This is the most direct visualization of the LangGraph graph state — nodes light up as they complete.

Zone 3 — Output Panel¶

Purpose¶

The right panel accumulates the final structured outputs as the Writer agent produces them. Content is editable before any GitHub write-back occurs.

Structured Report Card¶

TRIAGE REPORT

Severity:    🔴 HIGH
Category:    Authentication / Token Handling
Confidence:  87%

Root Cause:
  JWT expiry check in auth/middleware.py:L142 does not
  account for timezone offset. Token appears valid locally
  but fails on UTC server time.

Relevant Files:
  · auth/middleware.py (lines 138–155)
  · tests/test_auth.py (missing expiry edge case)
  · config/jwt_settings.py

Similar Past Issues:
  · #891 — Fixed 2024-11 (same root cause, different endpoint)

GitHub Comment Draft¶

A text area, pre-populated by the Writer agent, editable by the user:

## 🤖 AgentOps Triage — Issue #1042

**Severity:** High
**Root Cause:** JWT timezone handling bug in `auth/middleware.py:142`

The token expiry check uses local time instead of UTC...
[full comment text]

---
*Triaged by AgentOps Dashboard · [View full trace](#)*

Ticket Draft¶

A structured form (also pre-filled by Writer agent):

Field	Value
Title	`[Bug] JWT expiry fails on UTC server — auth/middleware.py:142`
Labels	`bug`, `authentication`, `high-priority`
Assignee suggestion	`@backend-team`
Effort estimate	`M (2–4 hours)`

Action Buttons¶

Post Comment to GitHub — posts the comment draft to the original issue (requires GitHub auth)
Create GitHub Issue — creates a new ticket with the ticket draft fields
Copy Report — copies the structured report as markdown
View in LangSmith — deep-link to the full job trace in LangSmith ( see PRD-005)

·····

◆ Written tasks:
A) In the Output Panel section, what confidence percentage does the triage report card show?
B) Please copy the Output Panel section from the words "Create GitHub Issue" through "( see PRD-005)", substituting "the trace viewer" for "LangSmith".
C) Proceed with the Output Panel section, writing what comes after its last line.
The rows that follow are separate material from the Output Panel section.

◆ Data rows:
·····

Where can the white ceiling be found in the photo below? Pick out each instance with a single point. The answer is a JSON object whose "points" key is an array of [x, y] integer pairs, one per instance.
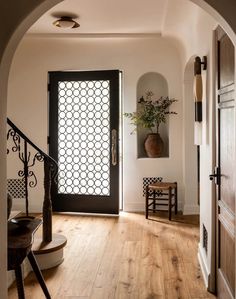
{"points": [[106, 17]]}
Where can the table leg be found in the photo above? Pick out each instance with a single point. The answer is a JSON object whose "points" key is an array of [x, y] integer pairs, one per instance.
{"points": [[170, 202], [146, 210], [19, 283], [38, 274]]}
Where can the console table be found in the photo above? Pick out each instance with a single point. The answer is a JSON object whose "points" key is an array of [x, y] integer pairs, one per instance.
{"points": [[20, 239]]}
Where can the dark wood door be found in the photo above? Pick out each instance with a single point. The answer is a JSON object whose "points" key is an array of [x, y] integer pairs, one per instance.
{"points": [[84, 134], [226, 170]]}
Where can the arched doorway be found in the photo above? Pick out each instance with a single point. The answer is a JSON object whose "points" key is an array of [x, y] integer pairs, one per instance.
{"points": [[23, 17]]}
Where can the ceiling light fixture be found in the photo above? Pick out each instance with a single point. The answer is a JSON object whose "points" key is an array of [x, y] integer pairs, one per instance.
{"points": [[66, 23]]}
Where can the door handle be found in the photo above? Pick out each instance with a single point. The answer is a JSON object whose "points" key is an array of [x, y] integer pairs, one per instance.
{"points": [[114, 147], [216, 175]]}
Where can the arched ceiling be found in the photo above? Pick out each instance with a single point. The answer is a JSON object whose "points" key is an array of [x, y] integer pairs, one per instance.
{"points": [[119, 17]]}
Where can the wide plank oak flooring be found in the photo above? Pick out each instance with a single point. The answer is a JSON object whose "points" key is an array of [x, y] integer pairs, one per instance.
{"points": [[125, 257]]}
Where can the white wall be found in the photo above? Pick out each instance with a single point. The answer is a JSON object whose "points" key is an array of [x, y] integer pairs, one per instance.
{"points": [[27, 105], [197, 38]]}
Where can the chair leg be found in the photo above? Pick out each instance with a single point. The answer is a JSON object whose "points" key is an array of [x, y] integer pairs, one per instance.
{"points": [[170, 203], [38, 274], [176, 200], [19, 283]]}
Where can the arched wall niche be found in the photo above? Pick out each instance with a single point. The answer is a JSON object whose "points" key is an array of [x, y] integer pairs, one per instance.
{"points": [[157, 83]]}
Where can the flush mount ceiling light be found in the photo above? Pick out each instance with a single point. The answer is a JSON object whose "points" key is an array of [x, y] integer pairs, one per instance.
{"points": [[66, 23]]}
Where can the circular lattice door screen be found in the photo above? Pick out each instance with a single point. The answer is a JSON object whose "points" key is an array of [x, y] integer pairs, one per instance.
{"points": [[84, 137]]}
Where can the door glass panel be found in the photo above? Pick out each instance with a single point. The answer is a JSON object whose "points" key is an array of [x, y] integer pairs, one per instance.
{"points": [[84, 137]]}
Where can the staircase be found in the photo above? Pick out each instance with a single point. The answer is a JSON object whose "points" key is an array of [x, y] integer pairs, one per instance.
{"points": [[48, 247]]}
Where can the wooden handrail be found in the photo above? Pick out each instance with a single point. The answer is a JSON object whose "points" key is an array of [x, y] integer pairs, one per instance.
{"points": [[50, 174]]}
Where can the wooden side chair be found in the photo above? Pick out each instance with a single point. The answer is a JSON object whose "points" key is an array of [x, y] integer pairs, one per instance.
{"points": [[161, 194]]}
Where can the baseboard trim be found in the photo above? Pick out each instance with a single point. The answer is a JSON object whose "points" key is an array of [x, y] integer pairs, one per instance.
{"points": [[140, 206], [191, 209], [202, 261]]}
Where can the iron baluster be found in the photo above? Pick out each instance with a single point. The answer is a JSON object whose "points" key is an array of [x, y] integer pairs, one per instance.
{"points": [[47, 204]]}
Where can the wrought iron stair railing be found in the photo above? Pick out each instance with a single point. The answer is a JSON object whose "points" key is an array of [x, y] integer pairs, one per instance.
{"points": [[23, 146]]}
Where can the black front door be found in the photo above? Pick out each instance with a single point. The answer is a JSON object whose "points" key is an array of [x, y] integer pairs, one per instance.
{"points": [[84, 134]]}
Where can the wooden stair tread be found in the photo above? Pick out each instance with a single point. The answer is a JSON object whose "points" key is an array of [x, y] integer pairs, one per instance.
{"points": [[40, 247]]}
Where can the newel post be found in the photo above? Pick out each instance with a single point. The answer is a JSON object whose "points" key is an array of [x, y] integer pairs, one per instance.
{"points": [[47, 204]]}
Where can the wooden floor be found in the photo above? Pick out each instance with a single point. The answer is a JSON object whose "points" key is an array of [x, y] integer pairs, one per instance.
{"points": [[126, 257]]}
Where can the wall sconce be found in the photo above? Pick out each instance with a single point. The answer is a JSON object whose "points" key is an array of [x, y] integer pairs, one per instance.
{"points": [[198, 86]]}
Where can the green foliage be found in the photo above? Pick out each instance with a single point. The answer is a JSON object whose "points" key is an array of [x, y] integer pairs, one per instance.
{"points": [[150, 114]]}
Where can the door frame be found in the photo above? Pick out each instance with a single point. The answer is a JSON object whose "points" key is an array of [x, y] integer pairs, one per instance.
{"points": [[116, 77], [212, 287]]}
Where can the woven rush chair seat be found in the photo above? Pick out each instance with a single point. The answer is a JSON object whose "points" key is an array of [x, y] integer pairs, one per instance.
{"points": [[161, 194]]}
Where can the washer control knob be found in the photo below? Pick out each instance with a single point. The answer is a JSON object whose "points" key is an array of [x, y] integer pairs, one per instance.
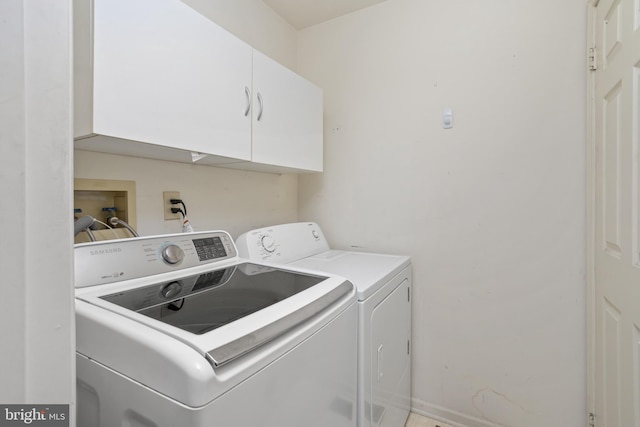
{"points": [[172, 289], [172, 254], [268, 244]]}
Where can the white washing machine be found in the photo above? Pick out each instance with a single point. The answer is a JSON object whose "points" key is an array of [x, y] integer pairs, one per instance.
{"points": [[177, 330], [383, 284]]}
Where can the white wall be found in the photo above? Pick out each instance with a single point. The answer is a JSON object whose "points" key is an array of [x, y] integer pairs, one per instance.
{"points": [[491, 211], [256, 24], [36, 323], [217, 198]]}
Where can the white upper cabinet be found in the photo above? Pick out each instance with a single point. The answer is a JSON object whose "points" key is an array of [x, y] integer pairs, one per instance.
{"points": [[287, 117], [156, 79]]}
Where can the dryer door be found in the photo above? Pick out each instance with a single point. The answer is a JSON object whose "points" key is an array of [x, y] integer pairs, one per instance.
{"points": [[390, 355]]}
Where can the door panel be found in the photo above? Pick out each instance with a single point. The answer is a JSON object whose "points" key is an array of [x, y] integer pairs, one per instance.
{"points": [[616, 352]]}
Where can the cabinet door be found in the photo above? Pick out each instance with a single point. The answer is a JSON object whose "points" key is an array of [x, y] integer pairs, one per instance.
{"points": [[166, 75], [287, 117]]}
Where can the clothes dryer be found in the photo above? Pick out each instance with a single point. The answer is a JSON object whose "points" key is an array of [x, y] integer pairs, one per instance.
{"points": [[383, 287]]}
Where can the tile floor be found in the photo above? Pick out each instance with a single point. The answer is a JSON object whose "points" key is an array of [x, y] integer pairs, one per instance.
{"points": [[416, 420]]}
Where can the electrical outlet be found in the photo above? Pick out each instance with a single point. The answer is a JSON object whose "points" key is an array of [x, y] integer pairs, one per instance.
{"points": [[168, 195]]}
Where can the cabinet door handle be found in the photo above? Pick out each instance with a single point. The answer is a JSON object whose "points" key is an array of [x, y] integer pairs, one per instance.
{"points": [[261, 107], [247, 92]]}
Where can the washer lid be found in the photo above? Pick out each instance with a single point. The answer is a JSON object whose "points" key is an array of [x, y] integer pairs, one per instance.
{"points": [[367, 271], [224, 313]]}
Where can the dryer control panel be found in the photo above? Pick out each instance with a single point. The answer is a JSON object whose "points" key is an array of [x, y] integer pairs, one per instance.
{"points": [[110, 261], [282, 243]]}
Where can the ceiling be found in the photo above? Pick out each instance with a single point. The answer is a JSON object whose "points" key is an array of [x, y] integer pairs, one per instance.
{"points": [[305, 13]]}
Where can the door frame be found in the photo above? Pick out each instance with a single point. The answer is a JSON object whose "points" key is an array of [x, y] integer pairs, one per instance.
{"points": [[590, 209]]}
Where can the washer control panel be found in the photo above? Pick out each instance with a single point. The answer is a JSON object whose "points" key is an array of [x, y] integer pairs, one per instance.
{"points": [[282, 243], [111, 261]]}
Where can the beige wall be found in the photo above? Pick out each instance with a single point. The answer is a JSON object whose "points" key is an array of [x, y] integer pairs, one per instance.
{"points": [[491, 211], [217, 198], [37, 320]]}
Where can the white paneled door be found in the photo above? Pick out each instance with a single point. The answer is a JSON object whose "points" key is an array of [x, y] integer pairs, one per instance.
{"points": [[615, 376]]}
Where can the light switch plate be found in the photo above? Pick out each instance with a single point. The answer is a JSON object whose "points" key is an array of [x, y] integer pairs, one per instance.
{"points": [[167, 196]]}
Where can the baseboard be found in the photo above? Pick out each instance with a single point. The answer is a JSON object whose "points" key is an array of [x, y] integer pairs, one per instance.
{"points": [[448, 416]]}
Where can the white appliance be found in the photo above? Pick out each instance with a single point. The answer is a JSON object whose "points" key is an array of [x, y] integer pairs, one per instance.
{"points": [[383, 284], [177, 330]]}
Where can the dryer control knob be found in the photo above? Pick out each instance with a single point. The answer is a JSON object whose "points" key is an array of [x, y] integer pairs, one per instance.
{"points": [[172, 254], [268, 244]]}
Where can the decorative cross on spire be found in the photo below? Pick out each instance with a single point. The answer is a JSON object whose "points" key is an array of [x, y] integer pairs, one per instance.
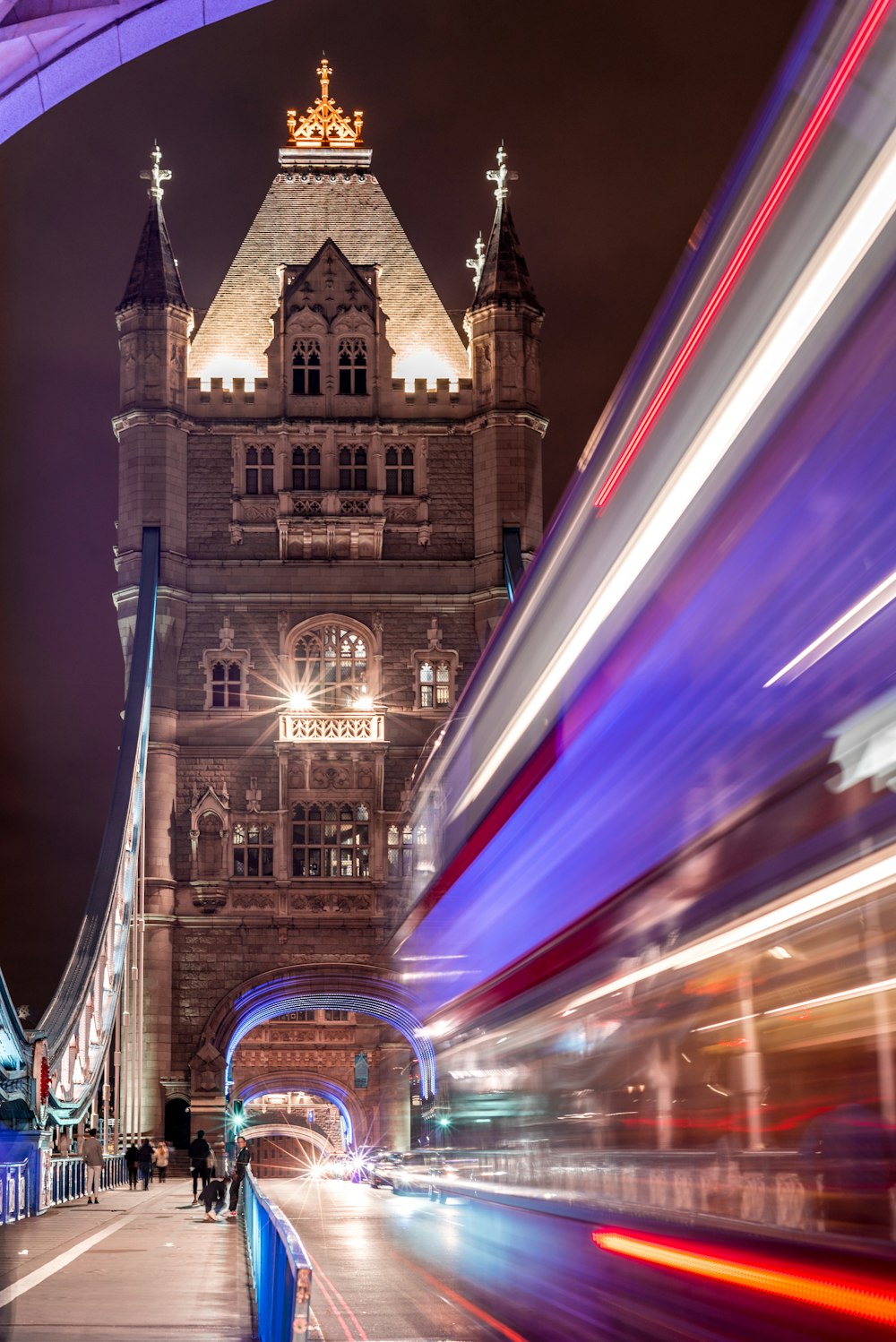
{"points": [[156, 175], [501, 175], [477, 262]]}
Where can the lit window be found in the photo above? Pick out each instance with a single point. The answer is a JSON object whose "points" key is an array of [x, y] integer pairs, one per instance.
{"points": [[259, 470], [306, 368], [434, 684], [227, 684], [253, 849], [399, 470], [353, 368], [331, 666], [306, 468], [353, 468], [331, 840]]}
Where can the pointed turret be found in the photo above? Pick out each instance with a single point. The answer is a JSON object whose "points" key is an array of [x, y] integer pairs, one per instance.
{"points": [[504, 274], [504, 323], [154, 280]]}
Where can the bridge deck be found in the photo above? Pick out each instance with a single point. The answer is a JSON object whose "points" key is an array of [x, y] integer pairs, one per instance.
{"points": [[138, 1264]]}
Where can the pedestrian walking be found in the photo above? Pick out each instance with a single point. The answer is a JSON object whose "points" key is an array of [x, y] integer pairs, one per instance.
{"points": [[132, 1156], [240, 1166], [91, 1155], [159, 1157], [215, 1196], [199, 1155], [145, 1163]]}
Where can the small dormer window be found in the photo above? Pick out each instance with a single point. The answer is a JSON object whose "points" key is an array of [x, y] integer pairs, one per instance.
{"points": [[306, 469], [259, 470], [353, 368], [399, 470], [353, 468], [306, 368]]}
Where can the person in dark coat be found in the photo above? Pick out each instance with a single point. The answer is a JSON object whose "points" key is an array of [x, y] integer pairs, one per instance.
{"points": [[215, 1196], [132, 1156], [240, 1166], [852, 1155], [199, 1155], [145, 1163]]}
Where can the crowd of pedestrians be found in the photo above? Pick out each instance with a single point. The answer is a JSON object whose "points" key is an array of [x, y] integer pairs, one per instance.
{"points": [[142, 1158]]}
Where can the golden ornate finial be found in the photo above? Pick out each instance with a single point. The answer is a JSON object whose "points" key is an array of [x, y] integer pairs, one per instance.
{"points": [[156, 175], [325, 125], [501, 175]]}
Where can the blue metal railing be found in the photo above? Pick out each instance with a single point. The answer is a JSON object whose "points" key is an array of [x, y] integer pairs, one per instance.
{"points": [[67, 1177], [13, 1191], [280, 1269]]}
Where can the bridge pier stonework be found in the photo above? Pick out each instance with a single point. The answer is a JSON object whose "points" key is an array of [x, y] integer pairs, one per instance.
{"points": [[331, 489]]}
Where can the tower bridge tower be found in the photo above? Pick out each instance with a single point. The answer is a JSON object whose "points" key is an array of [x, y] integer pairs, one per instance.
{"points": [[333, 474]]}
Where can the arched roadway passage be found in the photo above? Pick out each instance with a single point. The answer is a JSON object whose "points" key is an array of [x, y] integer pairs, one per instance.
{"points": [[304, 1134], [275, 1083], [304, 988], [51, 48]]}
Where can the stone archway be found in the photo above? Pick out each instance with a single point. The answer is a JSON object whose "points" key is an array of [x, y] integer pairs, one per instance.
{"points": [[301, 986]]}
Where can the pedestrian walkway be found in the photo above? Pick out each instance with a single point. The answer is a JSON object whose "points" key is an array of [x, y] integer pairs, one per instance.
{"points": [[141, 1266]]}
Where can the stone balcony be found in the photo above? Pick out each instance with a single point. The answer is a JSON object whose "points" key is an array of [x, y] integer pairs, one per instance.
{"points": [[354, 727]]}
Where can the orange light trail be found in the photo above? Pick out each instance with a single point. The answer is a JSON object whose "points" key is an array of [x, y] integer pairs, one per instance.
{"points": [[855, 54], [869, 1302]]}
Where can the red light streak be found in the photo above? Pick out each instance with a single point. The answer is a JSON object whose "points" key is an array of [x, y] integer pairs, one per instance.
{"points": [[863, 1301], [855, 54]]}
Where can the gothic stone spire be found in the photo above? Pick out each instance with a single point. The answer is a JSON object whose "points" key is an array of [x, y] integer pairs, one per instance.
{"points": [[154, 280], [504, 275]]}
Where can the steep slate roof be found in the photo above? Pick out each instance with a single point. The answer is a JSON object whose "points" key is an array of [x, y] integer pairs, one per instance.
{"points": [[504, 274], [294, 220], [154, 278]]}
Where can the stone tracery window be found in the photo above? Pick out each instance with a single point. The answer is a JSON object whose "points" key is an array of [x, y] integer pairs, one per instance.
{"points": [[353, 366], [227, 684], [253, 847], [404, 844], [434, 684], [400, 470], [353, 468], [306, 469], [259, 470], [306, 368], [331, 666], [332, 839]]}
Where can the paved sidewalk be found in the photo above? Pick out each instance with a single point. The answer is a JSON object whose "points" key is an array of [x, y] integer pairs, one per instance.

·····

◆ Outputs for the tasks:
A) 87%

B)
Create GitHub Issue — creates a new ticket with the ticket draft fields
Copy Report — copies the structured report as markdown
View in the trace viewer — deep-link to the full job trace in the trace viewer ( see PRD-005)

C)
Streaming Architecture¶

SSE Event Types¶

The FastAPI backend emits the following event types over the SSE stream. Every message is emitted with an SSE id: field set to a per-job monotonically incrementing integer (e.g. id: 42). On reconnect the browser sends this value as the Last-Event-ID header automatically. v1 behavior: the backend reconnects the stream but does not replay missed events — Redis Pub/Sub has no message history, so events emitted during the disconnect window are silently lost. Gapless resume (e.g., via Redis Streams or a DB event log) is a v2 concern. See PRD-008 §Token Expiry During an Active Stream for the token-expiry reconnect flow.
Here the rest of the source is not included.